Segment Start: Records supplied

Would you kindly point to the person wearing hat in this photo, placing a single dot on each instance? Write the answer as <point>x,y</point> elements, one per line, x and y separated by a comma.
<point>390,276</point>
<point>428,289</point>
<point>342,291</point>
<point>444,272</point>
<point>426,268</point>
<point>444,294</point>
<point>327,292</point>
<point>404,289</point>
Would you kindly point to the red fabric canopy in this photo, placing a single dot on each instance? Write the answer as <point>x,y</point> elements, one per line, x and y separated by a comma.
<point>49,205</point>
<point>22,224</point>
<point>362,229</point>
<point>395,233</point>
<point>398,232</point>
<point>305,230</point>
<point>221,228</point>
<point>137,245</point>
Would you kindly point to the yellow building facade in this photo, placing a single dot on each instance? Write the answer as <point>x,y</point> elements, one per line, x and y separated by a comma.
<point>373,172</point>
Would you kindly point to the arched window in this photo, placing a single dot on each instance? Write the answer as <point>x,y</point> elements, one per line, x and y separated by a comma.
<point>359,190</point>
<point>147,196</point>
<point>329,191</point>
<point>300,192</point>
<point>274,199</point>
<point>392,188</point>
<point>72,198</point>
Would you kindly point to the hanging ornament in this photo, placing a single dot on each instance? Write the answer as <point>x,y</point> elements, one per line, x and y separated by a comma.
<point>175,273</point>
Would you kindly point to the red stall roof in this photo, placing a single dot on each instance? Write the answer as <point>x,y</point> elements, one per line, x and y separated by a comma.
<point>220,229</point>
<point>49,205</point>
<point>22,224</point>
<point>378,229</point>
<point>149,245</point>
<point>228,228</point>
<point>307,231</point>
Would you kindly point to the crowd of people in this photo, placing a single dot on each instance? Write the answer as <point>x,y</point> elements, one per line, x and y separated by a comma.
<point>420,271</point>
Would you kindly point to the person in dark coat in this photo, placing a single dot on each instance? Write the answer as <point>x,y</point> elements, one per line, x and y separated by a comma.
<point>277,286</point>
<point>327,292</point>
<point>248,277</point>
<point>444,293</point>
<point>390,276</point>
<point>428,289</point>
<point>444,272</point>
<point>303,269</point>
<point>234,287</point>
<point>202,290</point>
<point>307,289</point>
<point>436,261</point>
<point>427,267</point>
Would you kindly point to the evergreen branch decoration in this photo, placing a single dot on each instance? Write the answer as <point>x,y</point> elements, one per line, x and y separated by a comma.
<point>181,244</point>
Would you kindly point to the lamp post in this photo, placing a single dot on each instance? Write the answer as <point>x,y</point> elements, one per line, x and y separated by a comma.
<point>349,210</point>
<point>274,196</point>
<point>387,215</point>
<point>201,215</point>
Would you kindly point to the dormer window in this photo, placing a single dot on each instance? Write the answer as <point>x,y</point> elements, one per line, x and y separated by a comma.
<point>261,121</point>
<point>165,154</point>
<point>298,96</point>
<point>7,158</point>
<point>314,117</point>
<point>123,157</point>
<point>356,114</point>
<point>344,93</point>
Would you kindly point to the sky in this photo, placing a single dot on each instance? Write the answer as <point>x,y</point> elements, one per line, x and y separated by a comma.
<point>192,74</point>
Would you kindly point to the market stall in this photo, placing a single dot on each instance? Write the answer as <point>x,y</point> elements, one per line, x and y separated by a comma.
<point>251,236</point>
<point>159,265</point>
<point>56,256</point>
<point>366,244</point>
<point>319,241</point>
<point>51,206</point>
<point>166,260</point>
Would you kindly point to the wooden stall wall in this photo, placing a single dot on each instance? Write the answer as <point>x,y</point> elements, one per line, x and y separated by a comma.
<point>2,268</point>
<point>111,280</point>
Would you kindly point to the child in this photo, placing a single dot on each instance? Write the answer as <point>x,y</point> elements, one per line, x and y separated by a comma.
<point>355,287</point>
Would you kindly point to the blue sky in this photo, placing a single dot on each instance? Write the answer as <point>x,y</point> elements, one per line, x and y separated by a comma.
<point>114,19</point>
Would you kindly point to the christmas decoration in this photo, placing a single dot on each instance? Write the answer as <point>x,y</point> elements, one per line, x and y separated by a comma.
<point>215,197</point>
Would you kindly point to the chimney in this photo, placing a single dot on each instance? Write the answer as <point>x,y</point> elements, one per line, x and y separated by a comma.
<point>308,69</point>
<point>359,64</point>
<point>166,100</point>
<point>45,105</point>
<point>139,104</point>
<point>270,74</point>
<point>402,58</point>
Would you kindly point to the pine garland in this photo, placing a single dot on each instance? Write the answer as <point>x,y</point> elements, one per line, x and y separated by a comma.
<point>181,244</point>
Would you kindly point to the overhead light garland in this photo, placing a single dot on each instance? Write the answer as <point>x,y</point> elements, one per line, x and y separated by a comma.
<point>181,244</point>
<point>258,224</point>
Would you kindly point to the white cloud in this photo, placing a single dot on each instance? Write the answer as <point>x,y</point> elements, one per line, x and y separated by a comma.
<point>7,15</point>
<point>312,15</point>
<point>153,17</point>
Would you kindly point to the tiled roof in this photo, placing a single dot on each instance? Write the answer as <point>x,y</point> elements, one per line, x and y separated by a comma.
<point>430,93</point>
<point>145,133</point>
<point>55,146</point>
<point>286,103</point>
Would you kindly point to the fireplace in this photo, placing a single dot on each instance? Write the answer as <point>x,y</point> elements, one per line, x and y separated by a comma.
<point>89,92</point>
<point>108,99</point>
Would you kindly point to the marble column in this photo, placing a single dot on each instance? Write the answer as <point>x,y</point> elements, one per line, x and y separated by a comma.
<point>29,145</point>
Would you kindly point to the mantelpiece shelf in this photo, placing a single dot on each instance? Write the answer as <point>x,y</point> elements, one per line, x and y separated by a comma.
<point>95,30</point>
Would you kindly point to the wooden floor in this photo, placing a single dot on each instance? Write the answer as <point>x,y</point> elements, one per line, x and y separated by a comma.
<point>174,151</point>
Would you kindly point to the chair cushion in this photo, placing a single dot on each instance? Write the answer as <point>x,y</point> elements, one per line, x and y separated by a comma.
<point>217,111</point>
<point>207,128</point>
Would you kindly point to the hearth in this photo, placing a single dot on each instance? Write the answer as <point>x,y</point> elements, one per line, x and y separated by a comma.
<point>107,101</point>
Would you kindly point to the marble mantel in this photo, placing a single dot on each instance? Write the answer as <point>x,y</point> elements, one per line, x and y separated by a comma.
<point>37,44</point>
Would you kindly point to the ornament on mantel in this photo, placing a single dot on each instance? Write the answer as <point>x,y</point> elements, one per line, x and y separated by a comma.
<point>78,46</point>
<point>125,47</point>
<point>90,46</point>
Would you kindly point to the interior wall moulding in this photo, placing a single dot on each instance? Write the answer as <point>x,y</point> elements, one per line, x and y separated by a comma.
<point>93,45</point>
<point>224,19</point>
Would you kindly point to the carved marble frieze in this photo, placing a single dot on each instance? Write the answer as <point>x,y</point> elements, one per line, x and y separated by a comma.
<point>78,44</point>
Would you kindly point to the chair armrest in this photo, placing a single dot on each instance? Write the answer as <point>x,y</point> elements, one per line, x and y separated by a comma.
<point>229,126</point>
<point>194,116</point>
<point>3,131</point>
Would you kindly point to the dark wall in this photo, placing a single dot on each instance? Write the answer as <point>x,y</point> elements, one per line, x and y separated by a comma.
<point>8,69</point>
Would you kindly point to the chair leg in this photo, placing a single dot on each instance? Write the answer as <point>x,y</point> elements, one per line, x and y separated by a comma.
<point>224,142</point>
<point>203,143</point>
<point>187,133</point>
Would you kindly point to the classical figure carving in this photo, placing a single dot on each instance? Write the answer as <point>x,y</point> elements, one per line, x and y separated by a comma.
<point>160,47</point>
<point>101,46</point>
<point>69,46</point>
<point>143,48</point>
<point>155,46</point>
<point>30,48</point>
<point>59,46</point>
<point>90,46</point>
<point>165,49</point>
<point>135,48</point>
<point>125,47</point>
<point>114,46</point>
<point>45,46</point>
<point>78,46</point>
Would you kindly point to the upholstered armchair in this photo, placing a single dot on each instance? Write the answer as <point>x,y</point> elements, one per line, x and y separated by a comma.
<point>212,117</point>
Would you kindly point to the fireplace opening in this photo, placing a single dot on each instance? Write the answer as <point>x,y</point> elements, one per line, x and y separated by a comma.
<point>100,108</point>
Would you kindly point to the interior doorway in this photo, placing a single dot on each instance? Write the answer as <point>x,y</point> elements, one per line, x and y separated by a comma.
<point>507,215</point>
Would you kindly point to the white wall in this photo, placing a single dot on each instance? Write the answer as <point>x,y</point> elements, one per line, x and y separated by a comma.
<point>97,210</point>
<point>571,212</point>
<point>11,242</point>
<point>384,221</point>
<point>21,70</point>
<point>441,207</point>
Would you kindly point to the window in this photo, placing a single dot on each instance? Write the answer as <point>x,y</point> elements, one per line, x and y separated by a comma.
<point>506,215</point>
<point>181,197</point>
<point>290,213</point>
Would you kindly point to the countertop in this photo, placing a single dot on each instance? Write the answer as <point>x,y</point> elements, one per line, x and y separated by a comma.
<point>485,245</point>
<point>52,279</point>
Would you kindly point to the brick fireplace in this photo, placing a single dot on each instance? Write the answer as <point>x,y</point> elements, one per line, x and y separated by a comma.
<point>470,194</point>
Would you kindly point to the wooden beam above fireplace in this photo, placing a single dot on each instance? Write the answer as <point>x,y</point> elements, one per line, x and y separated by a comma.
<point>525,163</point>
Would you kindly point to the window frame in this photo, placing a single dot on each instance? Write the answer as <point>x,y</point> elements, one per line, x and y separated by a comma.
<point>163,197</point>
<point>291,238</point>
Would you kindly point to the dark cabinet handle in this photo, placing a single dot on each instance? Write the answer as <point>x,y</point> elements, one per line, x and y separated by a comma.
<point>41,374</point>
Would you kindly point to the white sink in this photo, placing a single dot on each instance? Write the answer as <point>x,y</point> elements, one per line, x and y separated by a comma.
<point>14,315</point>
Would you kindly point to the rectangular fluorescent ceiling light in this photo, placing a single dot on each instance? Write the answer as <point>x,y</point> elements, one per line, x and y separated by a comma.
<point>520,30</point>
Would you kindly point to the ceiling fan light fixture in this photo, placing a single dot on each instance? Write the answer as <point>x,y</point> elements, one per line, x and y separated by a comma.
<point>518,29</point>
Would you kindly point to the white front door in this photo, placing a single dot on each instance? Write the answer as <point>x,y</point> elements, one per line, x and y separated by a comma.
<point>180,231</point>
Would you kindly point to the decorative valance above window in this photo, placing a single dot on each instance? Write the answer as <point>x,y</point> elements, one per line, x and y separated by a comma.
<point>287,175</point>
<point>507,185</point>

Segment End: Records supplied

One line above contains "Would you kindly point to the ceiling". Output that line and each one after it, word for word, and nothing else.

Solution:
Would you kindly point to the ceiling fan light fixture in this photo, placing a single dot on each instance? Write the answer as <point>x,y</point> elements, one per line, x and y separated by a comma.
<point>518,29</point>
Would you kindly point to the white front door in this photo, placing a single dot on each instance? Write the answer as <point>x,y</point> elements, one per line, x and y separated by a comma.
<point>180,231</point>
Would you kindly point to the decorative valance above window in this photo, placing a single dot on each instance? Write the answer as <point>x,y</point> elements, one per line, x and y separated by a comma.
<point>287,175</point>
<point>507,185</point>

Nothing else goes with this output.